- THE DATA -
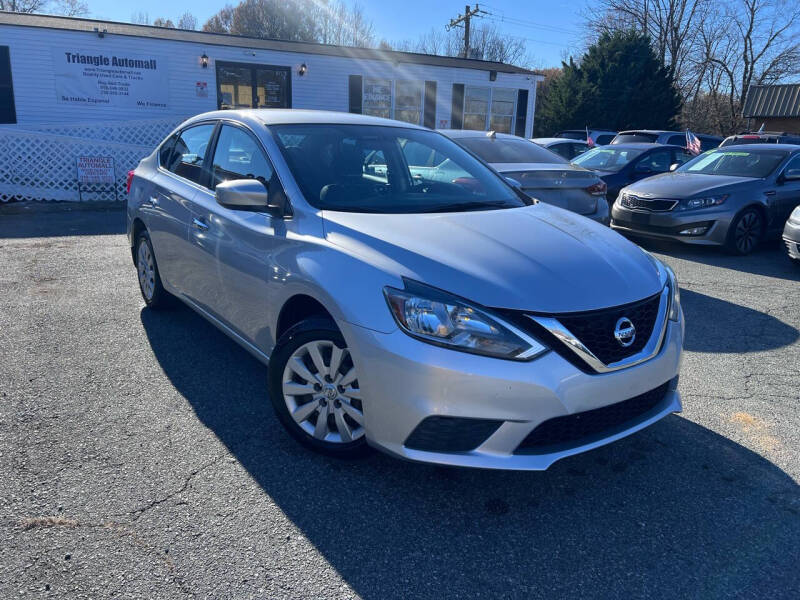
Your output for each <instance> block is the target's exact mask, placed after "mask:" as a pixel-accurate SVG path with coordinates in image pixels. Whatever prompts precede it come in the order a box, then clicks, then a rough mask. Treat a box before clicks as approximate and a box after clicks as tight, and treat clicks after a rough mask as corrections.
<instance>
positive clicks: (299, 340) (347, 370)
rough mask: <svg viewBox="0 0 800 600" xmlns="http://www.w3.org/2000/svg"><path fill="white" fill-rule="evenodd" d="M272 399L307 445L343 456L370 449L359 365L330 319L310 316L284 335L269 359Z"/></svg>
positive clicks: (269, 377)
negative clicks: (353, 359)
mask: <svg viewBox="0 0 800 600" xmlns="http://www.w3.org/2000/svg"><path fill="white" fill-rule="evenodd" d="M269 397H270V400H271V401H272V405H273V407H274V408H275V413H276V414H277V416H278V419H279V420H280V421H281V424H282V425H283V426H284V427H285V428H286V430H287V431H288V432H289V433H290V434H291V435H292V437H294V438H295V439H296V440H297V441H298V442H300V443H301V444H303V445H304V446H306V447H307V448H310V449H312V450H314V451H315V452H319V453H321V454H326V455H328V456H335V457H340V458H353V457H357V456H363V455H365V454H366V453H367V452H368V451H369V446H368V445H367V440H366V435H365V431H364V405H363V399H362V395H361V389H360V387H359V385H358V378H357V372H356V365H355V364H353V358H352V355H351V354H350V352H349V350H348V349H347V344H346V343H345V341H344V337H342V334H341V332H340V331H339V329H338V327H336V324H335V323H334V322H333V321H332V320H331V319H329V318H324V317H312V318H309V319H306V320H304V321H301V322H300V323H298V324H297V325H295V326H294V327H292V328H291V329H289V331H287V332H286V333H285V334H284V335H283V336H281V339H280V340H278V343H277V345H276V346H275V349H274V350H273V351H272V356H271V357H270V361H269Z"/></svg>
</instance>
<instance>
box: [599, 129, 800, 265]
mask: <svg viewBox="0 0 800 600" xmlns="http://www.w3.org/2000/svg"><path fill="white" fill-rule="evenodd" d="M799 203H800V146H791V145H785V144H769V145H768V144H748V145H745V146H726V147H725V148H718V149H716V150H711V151H709V152H706V153H705V154H701V155H700V156H698V157H696V158H694V159H692V160H690V161H689V162H687V163H685V164H683V165H682V166H680V167H678V169H677V170H676V171H674V172H673V173H664V174H661V175H656V176H655V177H648V178H647V179H643V180H641V181H638V182H636V183H634V184H631V185H629V186H627V187H624V188H622V190H621V191H620V193H619V196H618V197H617V199H616V201H615V202H614V206H613V207H612V209H611V217H612V221H611V226H612V227H613V228H615V229H617V230H619V231H624V232H627V233H632V234H636V235H642V236H647V237H655V238H669V239H673V240H678V241H681V242H686V243H688V244H703V245H720V246H721V245H724V246H726V247H727V248H728V249H729V250H730V251H731V252H734V253H736V254H748V253H750V252H752V251H753V250H754V249H755V248H756V247H757V246H758V244H759V243H760V242H761V240H762V239H764V238H765V237H766V236H777V234H778V233H780V231H781V229H782V228H783V225H784V223H785V222H786V219H787V218H788V217H789V214H790V213H791V212H792V209H793V208H794V207H795V206H796V205H797V204H799Z"/></svg>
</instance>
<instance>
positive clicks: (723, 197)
mask: <svg viewBox="0 0 800 600" xmlns="http://www.w3.org/2000/svg"><path fill="white" fill-rule="evenodd" d="M727 199H728V194H722V195H720V196H706V197H705V198H691V199H689V200H684V202H683V207H684V208H685V209H686V210H691V209H693V208H708V207H709V206H719V205H720V204H722V203H723V202H725V200H727Z"/></svg>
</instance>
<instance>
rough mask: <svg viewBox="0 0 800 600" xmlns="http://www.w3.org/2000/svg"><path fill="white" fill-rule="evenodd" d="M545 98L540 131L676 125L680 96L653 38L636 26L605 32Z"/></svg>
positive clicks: (650, 126)
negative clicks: (541, 126) (623, 29)
mask: <svg viewBox="0 0 800 600" xmlns="http://www.w3.org/2000/svg"><path fill="white" fill-rule="evenodd" d="M563 71H564V72H563V75H562V76H561V77H559V78H557V79H556V80H555V81H553V84H552V85H551V87H550V89H549V90H548V94H547V96H546V97H545V98H543V99H542V103H541V110H540V112H539V114H538V115H537V119H542V120H543V121H544V122H543V123H542V127H541V130H542V131H544V130H549V133H554V132H556V131H557V130H559V129H577V128H581V127H584V126H587V125H588V126H589V128H592V127H595V128H609V129H615V130H622V129H672V128H674V127H676V122H677V119H678V116H679V113H680V110H681V100H680V96H679V94H678V91H677V89H676V88H675V85H674V83H673V80H672V76H671V75H670V73H669V71H668V70H667V69H666V68H665V67H664V65H663V64H661V63H660V61H659V59H658V57H657V56H656V54H655V52H654V51H653V48H652V46H651V45H650V41H649V39H648V38H647V37H646V36H645V35H642V34H640V33H638V32H635V31H615V32H613V33H604V34H603V35H601V36H600V39H599V40H598V41H597V43H595V44H593V45H592V46H590V47H589V49H588V51H587V52H586V54H584V55H583V57H582V58H581V61H580V64H578V65H576V64H575V63H574V62H573V61H572V60H571V59H570V62H569V63H563Z"/></svg>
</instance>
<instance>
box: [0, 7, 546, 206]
mask: <svg viewBox="0 0 800 600" xmlns="http://www.w3.org/2000/svg"><path fill="white" fill-rule="evenodd" d="M540 79H541V76H540V75H538V74H536V73H534V72H532V71H529V70H526V69H522V68H519V67H515V66H512V65H507V64H503V63H496V62H487V61H480V60H472V59H463V58H452V57H441V56H430V55H425V54H415V53H408V52H393V51H386V50H377V49H368V48H350V47H342V46H331V45H324V44H314V43H306V42H288V41H281V40H260V39H253V38H245V37H239V36H232V35H223V34H213V33H205V32H199V31H186V30H177V29H166V28H161V27H151V26H146V25H134V24H129V23H115V22H108V21H96V20H90V19H76V18H68V17H58V16H47V15H31V14H19V13H7V12H0V201H9V200H12V199H42V200H78V199H84V200H86V199H90V200H96V199H105V200H108V199H120V200H121V199H122V198H123V196H124V181H125V174H126V173H127V171H128V170H129V169H131V168H133V167H134V166H135V165H136V163H137V162H138V160H139V159H140V158H141V157H142V156H144V155H146V154H148V153H149V152H150V151H151V150H152V148H153V147H154V146H155V145H156V144H157V143H158V142H159V141H160V140H161V139H163V137H164V136H166V134H167V133H168V132H169V131H170V130H171V129H172V128H174V127H175V126H176V125H177V124H178V123H180V122H181V121H182V120H183V119H185V118H187V117H189V116H191V115H195V114H198V113H202V112H206V111H209V110H215V109H218V108H244V107H261V108H310V109H323V110H335V111H345V112H348V111H349V112H355V113H363V114H369V115H377V116H381V117H387V118H393V119H399V120H403V121H408V122H410V123H416V124H419V125H424V126H426V127H435V128H465V129H481V130H495V131H505V132H511V133H515V134H517V135H521V136H525V137H531V132H532V128H533V115H534V106H535V104H536V82H537V81H538V80H540Z"/></svg>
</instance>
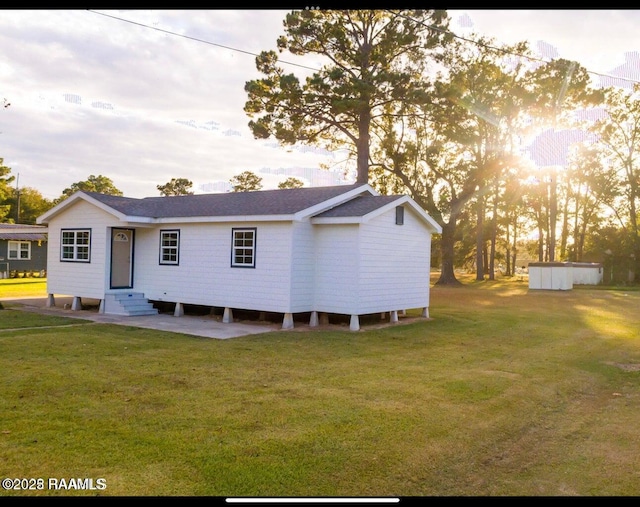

- YOUR OBJECTIVE -
Repeat the material above in full and exactly, omitting the pictures.

- OUTPUT FOR THIS EXERCISE -
Your output for each <instance> block is the target's exact mask, placed after "mask:" as a pixel-accurate SVG path with coordinates in image pixels. Whatever prompts precede it come in the order a box, then clicks, then a rough mask. Treat a box before clicks as approximate and a box after clicks as tight, and treat clicks after a rough mask as corrections.
<instance>
positive clicks: (299, 340) (347, 370)
rough mask: <svg viewBox="0 0 800 600" xmlns="http://www.w3.org/2000/svg"><path fill="white" fill-rule="evenodd" d="M272 399L307 445L343 456L370 449L359 365L330 319L310 316L284 335L269 359Z"/></svg>
positive clicks: (269, 377)
negative clicks: (353, 359)
mask: <svg viewBox="0 0 800 600" xmlns="http://www.w3.org/2000/svg"><path fill="white" fill-rule="evenodd" d="M269 397H270V400H271V401H272V405H273V407H274V408H275V413H276V414H277V416H278V419H279V420H280V421H281V424H282V425H283V426H284V427H285V428H286V430H287V431H288V432H289V433H290V434H291V435H292V437H294V438H295V439H296V440H297V441H298V442H300V443H301V444H303V445H304V446H306V447H307V448H310V449H312V450H314V451H315V452H319V453H321V454H326V455H328V456H335V457H340V458H353V457H357V456H363V455H365V454H366V453H367V452H368V451H369V446H368V445H367V440H366V435H365V431H364V405H363V399H362V395H361V389H360V387H359V385H358V378H357V372H356V365H355V364H353V358H352V355H351V354H350V352H349V350H348V349H347V344H346V343H345V341H344V337H342V334H341V332H340V331H339V329H338V327H336V324H335V323H334V322H333V321H332V320H331V319H329V318H324V317H312V318H309V319H306V320H304V321H301V322H300V323H298V324H297V325H295V326H294V327H292V328H291V329H289V331H287V332H286V333H285V334H284V335H283V336H281V339H280V340H278V343H277V345H276V346H275V349H274V350H273V351H272V356H271V357H270V361H269Z"/></svg>
</instance>
<instance>
box: [599, 129, 800, 265]
mask: <svg viewBox="0 0 800 600" xmlns="http://www.w3.org/2000/svg"><path fill="white" fill-rule="evenodd" d="M799 203H800V146H791V145H785V144H769V145H768V144H748V145H745V146H726V147H725V148H718V149H716V150H711V151H709V152H706V153H705V154H701V155H700V156H698V157H696V158H694V159H692V160H690V161H689V162H687V163H685V164H683V165H682V166H680V167H678V169H677V170H676V171H674V172H673V173H664V174H661V175H656V176H655V177H648V178H647V179H643V180H641V181H638V182H636V183H634V184H631V185H629V186H627V187H624V188H622V190H621V191H620V193H619V196H618V197H617V199H616V201H615V202H614V206H613V207H612V209H611V217H612V221H611V226H612V227H613V228H615V229H617V230H619V231H624V232H627V233H632V234H636V235H642V236H647V237H655V238H669V239H673V240H678V241H681V242H686V243H688V244H703V245H720V246H721V245H724V246H726V247H727V248H728V249H729V250H730V251H731V252H734V253H736V254H748V253H750V252H752V251H753V250H754V249H755V248H756V247H757V246H758V244H759V243H760V242H761V240H762V239H764V238H765V237H766V236H777V234H778V233H780V231H781V229H782V228H783V225H784V223H785V222H786V219H787V218H788V217H789V214H790V213H791V212H792V209H793V208H794V207H795V206H796V205H797V204H799Z"/></svg>
</instance>
<instance>
positive clicks: (723, 197)
mask: <svg viewBox="0 0 800 600" xmlns="http://www.w3.org/2000/svg"><path fill="white" fill-rule="evenodd" d="M727 199H728V194H722V195H720V196H706V197H705V198H691V199H689V200H684V202H683V207H684V208H685V209H686V210H691V209H693V208H708V207H709V206H719V205H720V204H722V203H723V202H725V200H727Z"/></svg>
</instance>
<instance>
rough mask: <svg viewBox="0 0 800 600" xmlns="http://www.w3.org/2000/svg"><path fill="white" fill-rule="evenodd" d="M545 98L540 131L676 125L680 96L653 38L636 26L605 32Z"/></svg>
positive clicks: (650, 126)
negative clicks: (541, 126) (623, 29)
mask: <svg viewBox="0 0 800 600" xmlns="http://www.w3.org/2000/svg"><path fill="white" fill-rule="evenodd" d="M563 71H564V72H563V75H562V76H561V77H559V78H557V79H556V80H555V81H553V84H552V85H551V87H550V89H549V90H548V94H547V96H546V97H545V98H543V99H542V103H541V110H540V112H539V114H538V115H537V119H542V120H543V121H544V122H543V123H542V127H541V130H542V131H544V130H549V133H554V132H556V131H557V130H559V129H577V128H581V127H584V126H587V125H588V126H589V128H592V127H595V128H609V129H615V130H622V129H672V128H674V127H676V122H677V119H678V116H679V113H680V110H681V100H680V96H679V94H678V91H677V89H676V88H675V85H674V83H673V80H672V76H671V75H670V73H669V71H668V70H667V69H666V68H665V67H664V65H663V64H661V63H660V61H659V59H658V57H657V56H656V54H655V52H654V51H653V48H652V46H651V45H650V41H649V39H648V38H647V37H646V36H645V35H642V34H640V33H638V32H635V31H615V32H613V33H604V34H603V35H601V36H600V39H599V40H598V41H597V43H595V44H593V45H592V46H590V47H589V49H588V51H587V52H586V54H584V55H583V57H582V58H581V61H580V64H578V65H576V64H575V63H574V62H573V61H572V60H571V59H570V62H569V63H563Z"/></svg>
</instance>
<instance>
box: [0, 7, 546, 206]
mask: <svg viewBox="0 0 800 600" xmlns="http://www.w3.org/2000/svg"><path fill="white" fill-rule="evenodd" d="M540 79H541V76H540V75H538V74H536V73H534V72H532V71H529V70H526V69H522V68H519V67H515V66H512V65H507V64H503V63H496V62H487V61H480V60H472V59H463V58H452V57H441V56H430V55H425V54H415V53H408V52H393V51H386V50H377V49H368V48H350V47H342V46H331V45H324V44H314V43H306V42H288V41H281V40H260V39H253V38H245V37H239V36H232V35H223V34H213V33H205V32H199V31H186V30H177V29H166V28H161V27H151V26H146V25H134V24H129V23H115V22H108V21H96V20H90V19H76V18H68V17H58V16H47V15H31V14H19V13H7V12H0V201H9V200H12V199H42V200H78V199H84V200H86V199H90V200H96V199H105V200H108V199H120V200H121V199H122V198H123V196H124V181H125V174H126V173H127V171H128V170H129V169H131V168H133V167H134V166H135V165H136V163H137V162H138V160H139V159H140V158H141V157H142V156H144V155H146V154H148V153H149V152H150V151H151V150H152V148H153V147H154V146H155V145H156V144H157V143H158V142H159V141H160V140H161V139H163V137H164V136H166V134H167V133H168V132H169V131H170V130H171V129H172V128H174V127H175V126H176V125H177V124H178V123H180V122H181V121H182V120H183V119H185V118H187V117H189V116H191V115H195V114H198V113H202V112H206V111H209V110H215V109H218V108H244V107H261V108H310V109H323V110H335V111H345V112H348V111H349V112H355V113H363V114H369V115H377V116H381V117H387V118H393V119H399V120H403V121H408V122H410V123H416V124H419V125H424V126H426V127H435V128H465V129H481V130H495V131H505V132H511V133H515V134H517V135H521V136H525V137H531V132H532V128H533V115H534V106H535V104H536V82H537V81H538V80H540Z"/></svg>
</instance>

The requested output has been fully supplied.